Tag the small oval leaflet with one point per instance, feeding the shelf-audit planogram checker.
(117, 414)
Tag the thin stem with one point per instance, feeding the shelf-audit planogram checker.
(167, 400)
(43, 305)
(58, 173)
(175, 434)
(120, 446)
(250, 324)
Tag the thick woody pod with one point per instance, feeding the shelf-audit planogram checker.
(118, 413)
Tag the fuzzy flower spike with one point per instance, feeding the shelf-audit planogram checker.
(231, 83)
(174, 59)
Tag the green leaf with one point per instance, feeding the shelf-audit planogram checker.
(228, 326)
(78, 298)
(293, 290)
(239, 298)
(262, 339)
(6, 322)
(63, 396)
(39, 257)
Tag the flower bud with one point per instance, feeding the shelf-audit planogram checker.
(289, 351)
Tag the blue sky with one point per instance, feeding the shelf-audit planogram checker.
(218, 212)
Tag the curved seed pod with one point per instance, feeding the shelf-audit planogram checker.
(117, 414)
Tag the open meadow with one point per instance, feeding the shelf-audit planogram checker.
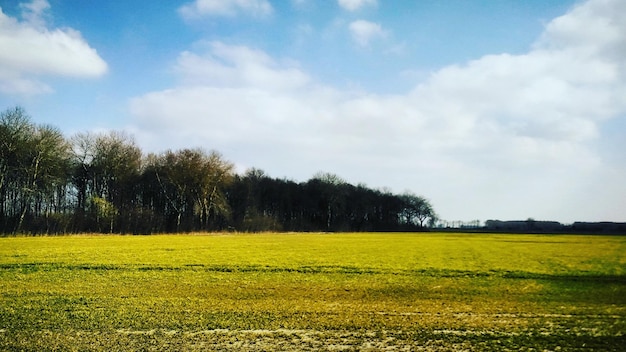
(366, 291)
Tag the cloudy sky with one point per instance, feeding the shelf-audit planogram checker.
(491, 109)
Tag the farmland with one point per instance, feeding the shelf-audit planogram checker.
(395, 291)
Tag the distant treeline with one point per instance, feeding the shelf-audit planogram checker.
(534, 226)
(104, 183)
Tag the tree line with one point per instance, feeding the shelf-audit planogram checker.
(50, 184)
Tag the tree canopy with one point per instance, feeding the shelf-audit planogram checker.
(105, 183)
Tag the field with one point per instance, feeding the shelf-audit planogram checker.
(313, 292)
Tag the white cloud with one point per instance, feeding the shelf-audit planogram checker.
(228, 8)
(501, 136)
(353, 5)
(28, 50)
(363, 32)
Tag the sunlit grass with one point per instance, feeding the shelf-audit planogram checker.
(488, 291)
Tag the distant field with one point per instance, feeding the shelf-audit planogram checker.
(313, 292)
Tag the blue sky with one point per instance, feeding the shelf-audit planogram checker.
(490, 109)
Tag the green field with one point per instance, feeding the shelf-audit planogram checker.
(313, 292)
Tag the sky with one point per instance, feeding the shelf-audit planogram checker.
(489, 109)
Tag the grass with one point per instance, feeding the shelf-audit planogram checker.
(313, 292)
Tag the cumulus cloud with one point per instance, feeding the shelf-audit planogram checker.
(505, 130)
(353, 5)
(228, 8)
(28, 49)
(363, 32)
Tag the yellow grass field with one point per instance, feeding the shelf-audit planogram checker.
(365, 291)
##########
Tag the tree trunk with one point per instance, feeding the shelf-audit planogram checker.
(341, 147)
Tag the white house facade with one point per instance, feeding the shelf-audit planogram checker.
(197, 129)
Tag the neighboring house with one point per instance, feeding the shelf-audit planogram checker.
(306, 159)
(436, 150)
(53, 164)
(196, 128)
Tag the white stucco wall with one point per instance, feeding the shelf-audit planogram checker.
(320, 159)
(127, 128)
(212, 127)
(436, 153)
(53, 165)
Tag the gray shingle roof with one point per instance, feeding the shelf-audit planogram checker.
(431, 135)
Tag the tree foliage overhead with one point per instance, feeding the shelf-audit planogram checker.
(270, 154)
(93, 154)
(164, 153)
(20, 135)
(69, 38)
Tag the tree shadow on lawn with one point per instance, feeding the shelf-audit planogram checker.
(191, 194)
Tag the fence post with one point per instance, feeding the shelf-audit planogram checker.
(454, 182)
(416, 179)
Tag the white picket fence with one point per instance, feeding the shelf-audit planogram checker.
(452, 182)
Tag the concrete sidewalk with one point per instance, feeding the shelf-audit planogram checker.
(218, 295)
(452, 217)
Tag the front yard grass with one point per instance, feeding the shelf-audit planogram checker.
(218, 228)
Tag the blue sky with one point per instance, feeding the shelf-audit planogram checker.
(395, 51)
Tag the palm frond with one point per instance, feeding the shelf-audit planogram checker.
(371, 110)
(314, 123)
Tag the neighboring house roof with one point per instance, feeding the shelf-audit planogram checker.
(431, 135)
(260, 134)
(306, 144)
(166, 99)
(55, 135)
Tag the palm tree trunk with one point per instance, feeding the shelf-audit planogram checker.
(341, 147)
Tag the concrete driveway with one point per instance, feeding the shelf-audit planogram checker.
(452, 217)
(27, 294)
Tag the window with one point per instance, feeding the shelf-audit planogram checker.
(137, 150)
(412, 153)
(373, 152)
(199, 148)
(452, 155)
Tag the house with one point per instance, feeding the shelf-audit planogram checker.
##########
PROBLEM TO WORK ON: Scale the listing starting at the line containing "Tag the window" and ending at the line containing "Tag the house", both included, and give only those lines, requests and all. Multiply every point coordinate by 0.65 and round to whole numbers, with halves rounding up.

SOLUTION BELOW:
Tag the window with one point per instance, feeding the shelf-audit planogram checker.
(89, 98)
(268, 99)
(242, 99)
(129, 96)
(294, 101)
Tag the house with one point per instance, feeding the shelf-audit planogram checker.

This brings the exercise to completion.